- **WORK ITEM**: An exact transcription is needed, starting with the line that contains "# find every instance of the horse bridle" and ending with the last line of the records.

[Collected data entries]
Segment Open
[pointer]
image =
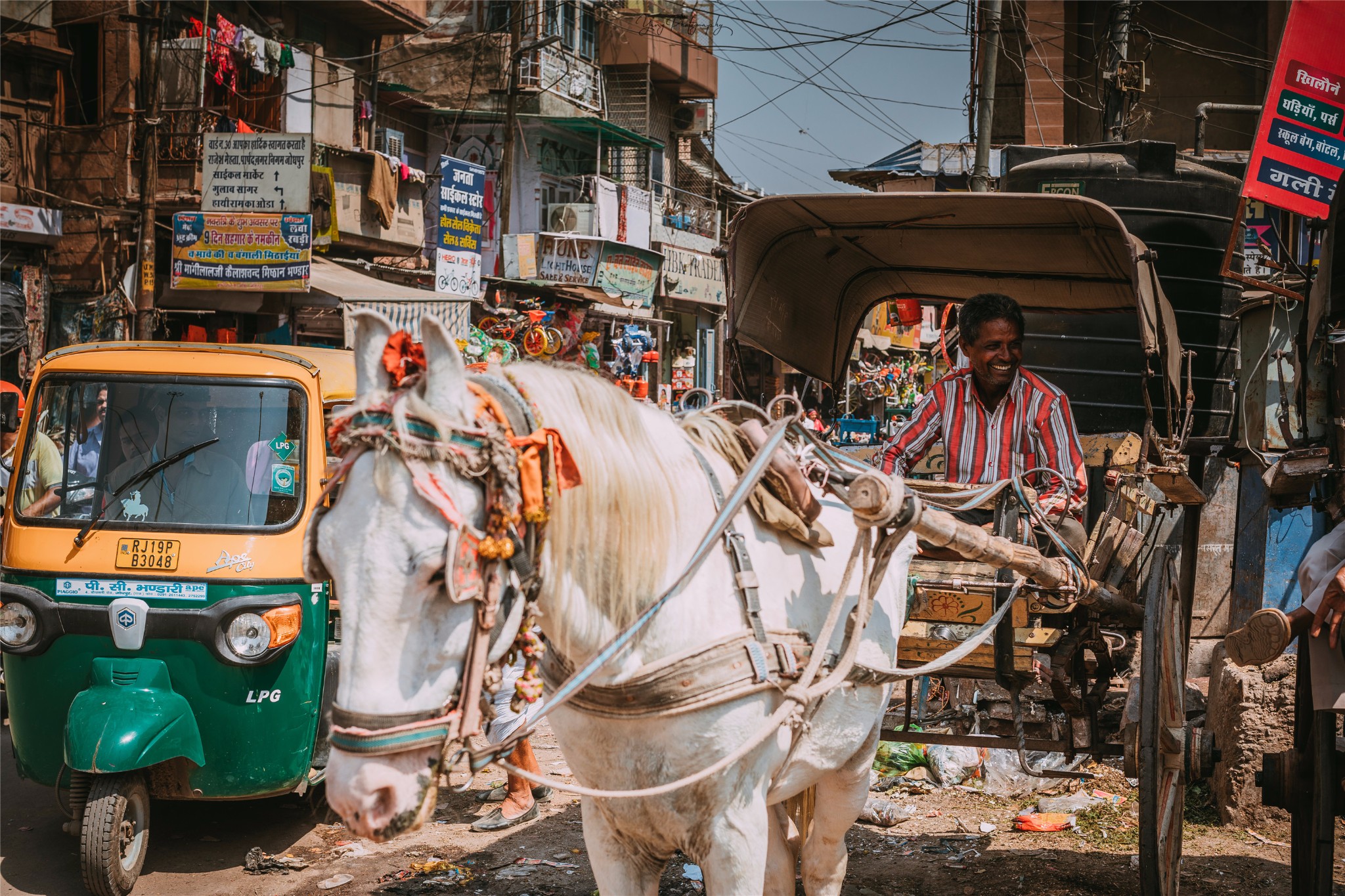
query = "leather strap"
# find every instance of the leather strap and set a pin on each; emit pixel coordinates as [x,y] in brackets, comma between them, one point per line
[744,575]
[703,677]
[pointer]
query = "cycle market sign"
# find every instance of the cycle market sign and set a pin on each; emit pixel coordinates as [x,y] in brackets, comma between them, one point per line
[242,251]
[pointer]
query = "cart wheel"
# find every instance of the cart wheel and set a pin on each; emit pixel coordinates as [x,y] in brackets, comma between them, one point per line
[1162,754]
[116,833]
[1312,807]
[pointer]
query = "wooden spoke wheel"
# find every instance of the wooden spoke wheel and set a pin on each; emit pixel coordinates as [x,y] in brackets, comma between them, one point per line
[1162,740]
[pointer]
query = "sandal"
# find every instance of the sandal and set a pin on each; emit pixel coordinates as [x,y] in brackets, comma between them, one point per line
[1262,640]
[496,796]
[496,820]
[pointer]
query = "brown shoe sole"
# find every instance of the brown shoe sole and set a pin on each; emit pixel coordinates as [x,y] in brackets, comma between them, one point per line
[1262,640]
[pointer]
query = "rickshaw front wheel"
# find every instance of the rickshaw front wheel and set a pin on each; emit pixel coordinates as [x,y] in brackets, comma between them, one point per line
[115,836]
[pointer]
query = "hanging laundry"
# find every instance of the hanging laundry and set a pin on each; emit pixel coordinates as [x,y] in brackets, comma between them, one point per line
[272,51]
[382,190]
[221,53]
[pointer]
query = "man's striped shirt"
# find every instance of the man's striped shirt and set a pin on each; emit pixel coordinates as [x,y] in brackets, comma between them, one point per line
[1032,427]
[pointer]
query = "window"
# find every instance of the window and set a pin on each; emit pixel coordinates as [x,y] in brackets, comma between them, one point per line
[588,33]
[241,449]
[81,81]
[568,24]
[498,15]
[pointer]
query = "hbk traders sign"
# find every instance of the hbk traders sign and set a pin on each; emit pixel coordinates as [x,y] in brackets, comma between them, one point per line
[259,253]
[1300,148]
[462,217]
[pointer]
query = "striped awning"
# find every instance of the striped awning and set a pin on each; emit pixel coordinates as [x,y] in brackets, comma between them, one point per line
[407,313]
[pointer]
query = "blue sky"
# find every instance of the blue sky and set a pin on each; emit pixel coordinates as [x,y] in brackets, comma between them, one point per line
[790,144]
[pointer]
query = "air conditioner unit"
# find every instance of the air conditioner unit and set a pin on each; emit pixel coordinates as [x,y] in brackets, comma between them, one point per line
[693,117]
[571,218]
[390,142]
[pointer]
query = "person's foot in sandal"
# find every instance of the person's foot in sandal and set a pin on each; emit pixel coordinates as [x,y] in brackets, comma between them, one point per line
[496,796]
[1264,639]
[499,821]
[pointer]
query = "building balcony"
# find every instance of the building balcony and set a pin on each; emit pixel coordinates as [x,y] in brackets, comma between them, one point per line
[677,64]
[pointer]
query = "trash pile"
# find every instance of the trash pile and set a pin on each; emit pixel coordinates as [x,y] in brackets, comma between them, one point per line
[259,863]
[929,767]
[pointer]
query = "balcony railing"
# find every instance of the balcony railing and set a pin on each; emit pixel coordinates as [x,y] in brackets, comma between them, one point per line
[688,211]
[563,74]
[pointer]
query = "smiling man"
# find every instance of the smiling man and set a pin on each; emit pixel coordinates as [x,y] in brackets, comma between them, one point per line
[998,419]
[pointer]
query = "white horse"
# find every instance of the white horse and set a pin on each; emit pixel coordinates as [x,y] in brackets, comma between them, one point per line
[612,545]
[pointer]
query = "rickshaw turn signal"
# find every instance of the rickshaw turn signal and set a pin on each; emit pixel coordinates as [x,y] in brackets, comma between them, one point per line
[284,624]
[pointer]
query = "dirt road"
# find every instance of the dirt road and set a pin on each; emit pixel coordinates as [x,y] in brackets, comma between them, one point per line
[200,848]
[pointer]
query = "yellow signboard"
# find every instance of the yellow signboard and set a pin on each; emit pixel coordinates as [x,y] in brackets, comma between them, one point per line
[245,251]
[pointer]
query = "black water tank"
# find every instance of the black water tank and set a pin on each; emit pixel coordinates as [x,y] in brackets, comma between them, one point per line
[1183,211]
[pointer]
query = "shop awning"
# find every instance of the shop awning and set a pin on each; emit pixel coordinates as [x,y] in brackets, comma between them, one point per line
[350,285]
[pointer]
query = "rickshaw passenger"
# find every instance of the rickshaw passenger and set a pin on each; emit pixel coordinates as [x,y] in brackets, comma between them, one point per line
[206,486]
[41,476]
[998,419]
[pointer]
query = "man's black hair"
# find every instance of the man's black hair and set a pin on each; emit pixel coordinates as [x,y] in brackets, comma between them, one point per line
[984,308]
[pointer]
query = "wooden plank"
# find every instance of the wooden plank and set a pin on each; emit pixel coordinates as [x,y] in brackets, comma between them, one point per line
[974,608]
[1124,446]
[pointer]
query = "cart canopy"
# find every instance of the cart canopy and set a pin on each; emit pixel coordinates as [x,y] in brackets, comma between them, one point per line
[805,270]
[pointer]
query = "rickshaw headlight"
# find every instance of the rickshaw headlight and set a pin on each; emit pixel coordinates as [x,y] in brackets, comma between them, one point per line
[248,636]
[18,624]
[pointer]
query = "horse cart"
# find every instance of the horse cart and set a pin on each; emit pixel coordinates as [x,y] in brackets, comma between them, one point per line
[1082,656]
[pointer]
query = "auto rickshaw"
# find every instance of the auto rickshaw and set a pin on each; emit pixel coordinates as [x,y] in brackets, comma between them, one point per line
[159,639]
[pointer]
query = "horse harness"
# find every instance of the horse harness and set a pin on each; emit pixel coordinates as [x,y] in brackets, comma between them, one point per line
[474,561]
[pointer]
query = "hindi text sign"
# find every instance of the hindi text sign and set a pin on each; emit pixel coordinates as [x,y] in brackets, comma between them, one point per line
[1298,155]
[462,218]
[256,172]
[257,253]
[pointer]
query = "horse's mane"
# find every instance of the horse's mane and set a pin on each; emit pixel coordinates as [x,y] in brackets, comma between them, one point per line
[609,540]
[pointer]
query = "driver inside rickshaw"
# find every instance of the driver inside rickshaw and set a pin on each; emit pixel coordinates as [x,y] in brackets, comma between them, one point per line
[204,486]
[998,419]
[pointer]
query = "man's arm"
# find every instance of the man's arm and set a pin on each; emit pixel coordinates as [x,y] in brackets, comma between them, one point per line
[914,440]
[1060,450]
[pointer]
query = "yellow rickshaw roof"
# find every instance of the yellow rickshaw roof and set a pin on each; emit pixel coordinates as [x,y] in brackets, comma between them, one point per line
[334,366]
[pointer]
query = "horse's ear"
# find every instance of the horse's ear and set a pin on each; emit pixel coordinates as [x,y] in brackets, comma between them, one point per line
[372,332]
[445,375]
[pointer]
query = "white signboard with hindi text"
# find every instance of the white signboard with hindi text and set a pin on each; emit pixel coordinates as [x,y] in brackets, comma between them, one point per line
[256,172]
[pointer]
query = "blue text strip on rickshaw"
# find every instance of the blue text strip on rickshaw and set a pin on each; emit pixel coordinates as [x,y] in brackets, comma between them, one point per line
[121,589]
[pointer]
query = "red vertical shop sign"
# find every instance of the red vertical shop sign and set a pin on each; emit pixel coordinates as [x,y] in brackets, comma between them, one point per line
[1300,148]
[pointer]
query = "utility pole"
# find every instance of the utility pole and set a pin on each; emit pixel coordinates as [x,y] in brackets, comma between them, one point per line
[148,169]
[986,95]
[506,177]
[1114,114]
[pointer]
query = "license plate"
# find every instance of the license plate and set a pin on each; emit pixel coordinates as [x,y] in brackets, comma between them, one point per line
[148,554]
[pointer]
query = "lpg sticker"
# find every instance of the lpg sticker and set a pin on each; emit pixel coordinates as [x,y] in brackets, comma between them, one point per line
[236,562]
[282,479]
[128,589]
[282,446]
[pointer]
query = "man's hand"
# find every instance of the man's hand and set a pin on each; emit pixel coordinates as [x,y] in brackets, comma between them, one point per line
[1331,612]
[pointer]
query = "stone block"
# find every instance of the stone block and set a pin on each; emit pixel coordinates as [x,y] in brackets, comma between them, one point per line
[1251,712]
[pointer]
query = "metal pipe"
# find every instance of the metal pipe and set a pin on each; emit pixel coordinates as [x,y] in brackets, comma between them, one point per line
[1202,114]
[986,98]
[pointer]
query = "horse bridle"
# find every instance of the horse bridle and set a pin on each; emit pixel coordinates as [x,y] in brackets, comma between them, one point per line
[369,734]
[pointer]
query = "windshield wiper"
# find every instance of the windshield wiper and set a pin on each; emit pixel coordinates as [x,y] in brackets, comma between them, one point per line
[139,477]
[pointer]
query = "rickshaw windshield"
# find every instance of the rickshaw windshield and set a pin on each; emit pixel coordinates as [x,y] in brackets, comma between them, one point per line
[89,438]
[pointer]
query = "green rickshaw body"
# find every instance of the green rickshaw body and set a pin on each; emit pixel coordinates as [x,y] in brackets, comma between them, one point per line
[252,729]
[179,702]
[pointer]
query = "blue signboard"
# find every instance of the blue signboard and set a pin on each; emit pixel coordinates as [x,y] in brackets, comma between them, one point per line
[462,218]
Segment Closed
- **EXPECTED ANSWER**:
# find every instance of the horse bridle and set a pin on each; emit pixel coordinates as [x,y] in brackets, comma between them, one point per line
[369,734]
[pointer]
query = "windshield wiper"
# find every instance of the windshield wiper and set a pin on each; emit pixel coordinates as [x,y] in brackets, comma between them, one point per line
[139,477]
[pointer]
query = "rickshaw windshield"
# find every instance of the rickshaw windshield and set a pin on each; emit pixel coordinates as [x,y] in brackets, comma between them, one point per line
[89,438]
[pointer]
query = "green rickshaw body"
# find every instance of the green rickshaw body and set a pin on each; emit pixel coordinates as [x,y] in brackets, comma between them, one point per line
[252,729]
[179,702]
[pointer]
query = "blue signboard"
# find every instance of the blue signboard and set a pin on each; emit pixel coordinates as [x,y] in brackets, comma between them, one point per line
[462,218]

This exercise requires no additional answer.